┌─ Recorded data

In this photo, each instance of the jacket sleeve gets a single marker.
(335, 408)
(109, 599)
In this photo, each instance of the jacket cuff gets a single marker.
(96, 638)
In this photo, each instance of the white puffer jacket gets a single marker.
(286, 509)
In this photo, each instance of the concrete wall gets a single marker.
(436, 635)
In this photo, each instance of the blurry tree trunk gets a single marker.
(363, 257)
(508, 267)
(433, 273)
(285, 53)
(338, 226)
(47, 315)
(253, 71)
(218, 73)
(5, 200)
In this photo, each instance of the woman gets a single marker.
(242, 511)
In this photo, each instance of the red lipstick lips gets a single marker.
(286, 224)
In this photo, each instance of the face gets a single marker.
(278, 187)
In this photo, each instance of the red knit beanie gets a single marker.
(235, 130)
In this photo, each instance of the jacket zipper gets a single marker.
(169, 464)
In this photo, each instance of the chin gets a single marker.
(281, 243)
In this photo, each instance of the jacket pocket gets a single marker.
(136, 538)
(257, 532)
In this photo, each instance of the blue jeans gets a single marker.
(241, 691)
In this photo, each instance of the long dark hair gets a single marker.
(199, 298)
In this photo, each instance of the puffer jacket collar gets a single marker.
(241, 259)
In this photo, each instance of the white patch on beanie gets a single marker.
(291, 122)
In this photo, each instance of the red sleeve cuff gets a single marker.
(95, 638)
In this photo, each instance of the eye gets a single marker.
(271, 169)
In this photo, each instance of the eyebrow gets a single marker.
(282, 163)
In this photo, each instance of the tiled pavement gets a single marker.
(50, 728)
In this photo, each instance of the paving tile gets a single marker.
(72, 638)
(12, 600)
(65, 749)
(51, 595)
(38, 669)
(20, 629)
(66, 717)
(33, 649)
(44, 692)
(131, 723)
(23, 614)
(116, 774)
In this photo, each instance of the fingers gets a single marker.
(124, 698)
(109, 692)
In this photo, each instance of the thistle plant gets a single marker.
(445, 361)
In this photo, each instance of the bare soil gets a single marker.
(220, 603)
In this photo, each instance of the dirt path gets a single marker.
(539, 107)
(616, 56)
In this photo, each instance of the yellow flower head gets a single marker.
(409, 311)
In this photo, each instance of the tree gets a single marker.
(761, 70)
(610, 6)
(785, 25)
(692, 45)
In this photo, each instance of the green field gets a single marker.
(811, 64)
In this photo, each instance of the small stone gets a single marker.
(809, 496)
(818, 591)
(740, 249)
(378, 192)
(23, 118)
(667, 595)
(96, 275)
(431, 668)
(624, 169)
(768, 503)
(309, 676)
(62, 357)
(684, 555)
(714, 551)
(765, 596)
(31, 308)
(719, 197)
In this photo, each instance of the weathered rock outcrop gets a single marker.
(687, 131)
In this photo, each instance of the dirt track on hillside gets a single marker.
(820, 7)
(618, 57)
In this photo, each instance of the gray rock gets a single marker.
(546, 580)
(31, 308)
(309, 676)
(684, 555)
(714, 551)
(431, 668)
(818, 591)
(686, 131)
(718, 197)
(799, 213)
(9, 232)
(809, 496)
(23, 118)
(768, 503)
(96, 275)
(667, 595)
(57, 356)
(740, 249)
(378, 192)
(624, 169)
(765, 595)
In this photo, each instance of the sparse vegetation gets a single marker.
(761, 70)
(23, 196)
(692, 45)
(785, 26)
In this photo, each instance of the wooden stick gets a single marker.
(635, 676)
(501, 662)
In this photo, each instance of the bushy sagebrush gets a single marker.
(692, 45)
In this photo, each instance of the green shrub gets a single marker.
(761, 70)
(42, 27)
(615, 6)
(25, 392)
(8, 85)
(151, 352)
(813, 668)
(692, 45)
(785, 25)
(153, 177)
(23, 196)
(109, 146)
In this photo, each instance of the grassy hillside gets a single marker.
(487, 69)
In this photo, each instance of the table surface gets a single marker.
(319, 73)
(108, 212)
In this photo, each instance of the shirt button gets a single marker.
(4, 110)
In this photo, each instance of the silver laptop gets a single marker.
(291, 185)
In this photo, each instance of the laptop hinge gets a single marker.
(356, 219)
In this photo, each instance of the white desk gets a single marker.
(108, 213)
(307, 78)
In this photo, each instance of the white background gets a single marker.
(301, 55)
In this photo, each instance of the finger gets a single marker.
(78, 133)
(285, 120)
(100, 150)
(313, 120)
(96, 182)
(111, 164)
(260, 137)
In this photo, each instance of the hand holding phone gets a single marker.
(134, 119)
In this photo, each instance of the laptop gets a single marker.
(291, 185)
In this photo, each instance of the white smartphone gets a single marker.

└─

Description of the task =>
Write the material out exactly, with nothing left out.

Full response =>
In this photo, each instance of the jacket sleeve gets a single marker.
(335, 408)
(109, 599)
In this photo, each instance of the jacket cuff gets a single marker.
(96, 638)
In this photo, each instance of the white puffer jacket gets a single marker.
(286, 509)
In this photo, each instance of the concrete wall gets a single marker.
(436, 635)
In this photo, each instance of the blurry tree trunk gets a single marker.
(363, 257)
(508, 267)
(433, 273)
(285, 53)
(338, 226)
(47, 315)
(253, 71)
(218, 73)
(5, 200)
In this photo, each instance of the woman gets a single marker.
(242, 511)
In this photo, each instance of the red lipstick lips gets a single marker.
(286, 224)
In this photo, each instance of the face gets a single marker.
(278, 187)
In this photo, each instance of the red knit beanie gets a single marker.
(235, 130)
In this photo, each instance of the jacket zipper gets a single marker.
(169, 464)
In this photo, each instance of the chin gets a single marker.
(281, 243)
In this photo, each instance of the jacket pocket gets a single marker.
(136, 538)
(257, 532)
In this photo, each instance of the blue jeans gets a single marker.
(241, 691)
In this photo, each instance of the long dark hair gets a single marker.
(199, 298)
In this photo, each instance of the puffer jacket collar gets a single marker.
(241, 259)
In this photo, each instance of the white patch on beanie gets a single marker.
(291, 122)
In this photo, each instance of the red sleeve cuff gets a single marker.
(95, 638)
In this photo, each instance of the eye gets a single marker.
(271, 169)
In this photo, each instance of the eyebrow gets a single marker.
(282, 163)
In this photo, each instance of the tiled pavement gets a single marker.
(50, 728)
In this photo, each instance of the paving tile gets a single marker.
(72, 638)
(12, 600)
(65, 749)
(51, 595)
(38, 669)
(20, 629)
(66, 717)
(33, 649)
(44, 692)
(131, 723)
(23, 614)
(116, 774)
In this photo, each instance of the fingers gets a single marker.
(124, 698)
(109, 692)
In this photo, each instance of the thistle plant gets a single marker.
(445, 361)
In this photo, each instance of the bare soil gets a single marker.
(220, 603)
In this photo, each instance of the dirt path gets a single marker.
(539, 107)
(616, 56)
In this photo, each instance of the yellow flower head gets a single marker.
(409, 311)
In this photo, each instance of the tree gets a single marker.
(761, 70)
(610, 6)
(785, 25)
(692, 45)
In this photo, each instance of the green field gets a single marker.
(811, 64)
In this photo, each instance of the small stone gets a single marker.
(809, 496)
(818, 591)
(740, 249)
(378, 192)
(23, 118)
(667, 595)
(96, 275)
(431, 668)
(624, 169)
(768, 503)
(309, 676)
(62, 357)
(684, 555)
(714, 551)
(765, 596)
(31, 308)
(719, 197)
In this photo, each instance of the weathered rock outcrop gets a single marker.
(687, 131)
In this photo, each instance of the dirt track on hillside gets a single marker.
(820, 7)
(618, 57)
In this photo, each instance of the gray rock gets a single marker.
(546, 580)
(31, 308)
(309, 676)
(684, 555)
(714, 551)
(431, 668)
(818, 591)
(686, 131)
(718, 197)
(799, 213)
(9, 232)
(809, 496)
(23, 118)
(768, 503)
(96, 275)
(667, 595)
(57, 356)
(740, 249)
(378, 192)
(624, 169)
(765, 595)
In this photo, each instance of the sparse vegetation gets a single marker.
(761, 70)
(23, 196)
(692, 45)
(785, 26)
In this photo, each instance of the wooden stick gets a single marker.
(635, 676)
(501, 662)
In this photo, each instance of the bushy sagebrush gets a single marker.
(692, 45)
In this photo, each instance of the green shrub gets a single marker.
(761, 70)
(42, 27)
(615, 6)
(25, 392)
(8, 85)
(151, 352)
(813, 668)
(692, 45)
(785, 25)
(153, 177)
(23, 196)
(109, 146)
In this photo, each instance of the grassy hillside gets a single marker.
(487, 69)
In this photo, each instance of the table surface gets a single marker.
(319, 73)
(108, 212)
In this photo, each instance of the shirt button gets a single marker.
(4, 110)
In this photo, each instance of the silver laptop gets a single marker.
(291, 185)
In this photo, each instance of the laptop hinge gets a single marker.
(356, 219)
In this photo, each instance of the white desk gets a single marker.
(108, 213)
(307, 78)
In this photo, each instance of the white background gets a single marker.
(301, 55)
In this photo, each instance of the finger gets a single marker.
(78, 133)
(285, 120)
(100, 150)
(313, 120)
(96, 182)
(111, 164)
(260, 137)
In this photo, each instance of the hand holding phone gets a single marker.
(134, 119)
In this photo, each instance of the laptop gets a single marker.
(291, 185)
In this photo, each instance of the white smartphone gets a single marker.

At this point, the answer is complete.